■ **TASK STATEMENT**
In the SMMUv3 mailing-list thread, how is an identity domain created?

■ **GIVEN PASSAGE**
- - - - - - -

On 16/03/17 16:24, Nate Watterson wrote:
> Hi Will,
> 
> On 2017-03-10 15:49, Will Deacon wrote:
>> In preparation for allowing the default domain type to be overridden,
>> this patch adds support for IOMMU_DOMAIN_IDENTITY domains to the
>> ARM SMMUv3 driver.
>>
>> An identity domain is created by placing the corresponding stream table
>> entries into "bypass" mode, which allows transactions to flow through
>> the SMMU without any translation.
>>
> 
> What about masters that require SMMU intervention to override their
> native memory attributes to make them consistent with the CCA (acpi)
> or dma-coherent (dt) values specified in FW?

Well, we've already broken them ;) My interpretation of "dma-coherent"
is as the equivalent of DACS=1,CPM=1, i.e. not dependent on SMMU
override. For the CCA=1,DACS=0 case (I'm going to pretend the DT
equivalent will never exist...) the first problem to solve is how to
inherit the appropriate configuration from the firmware, because right
now we're not even pretending to support that.

>  To make sure those cases
> are handled, you could store away the master's coherency setting in
> its strtab_ent at attach time and then setup STE[MemAttr/ALLOCCFG/SHCFG]
> so the attributes are forced to the correct values while still
> bypassing translation.

- - - - - - -

■ **DATA BELOW**
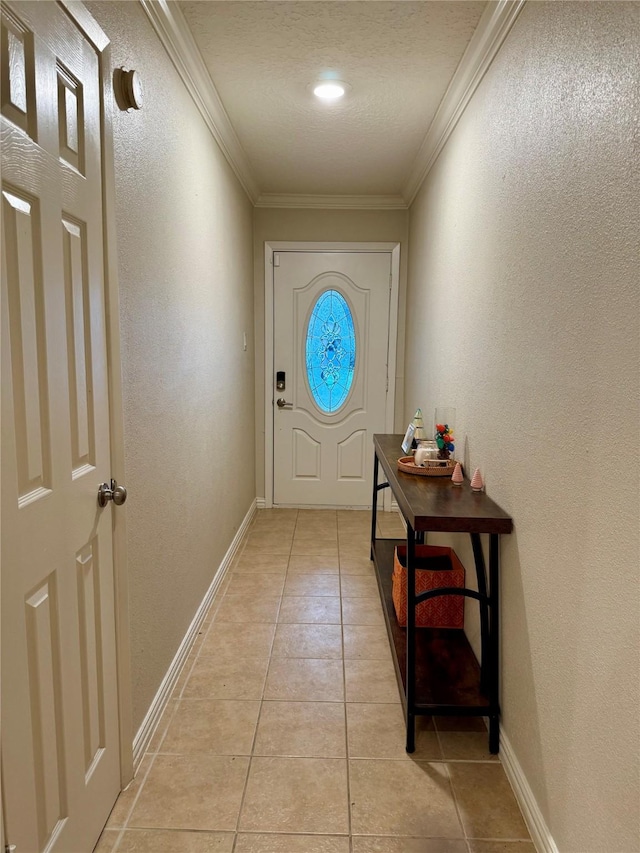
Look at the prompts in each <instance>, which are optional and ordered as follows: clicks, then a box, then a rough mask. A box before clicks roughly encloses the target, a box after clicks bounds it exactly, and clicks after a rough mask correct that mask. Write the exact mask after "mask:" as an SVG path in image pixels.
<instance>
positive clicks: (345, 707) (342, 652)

- - - - - - -

■ **SOLUTION BELOW**
By placing the corresponding stream table entries into "bypass" mode, which lets transactions flow through the SMMU without any translation.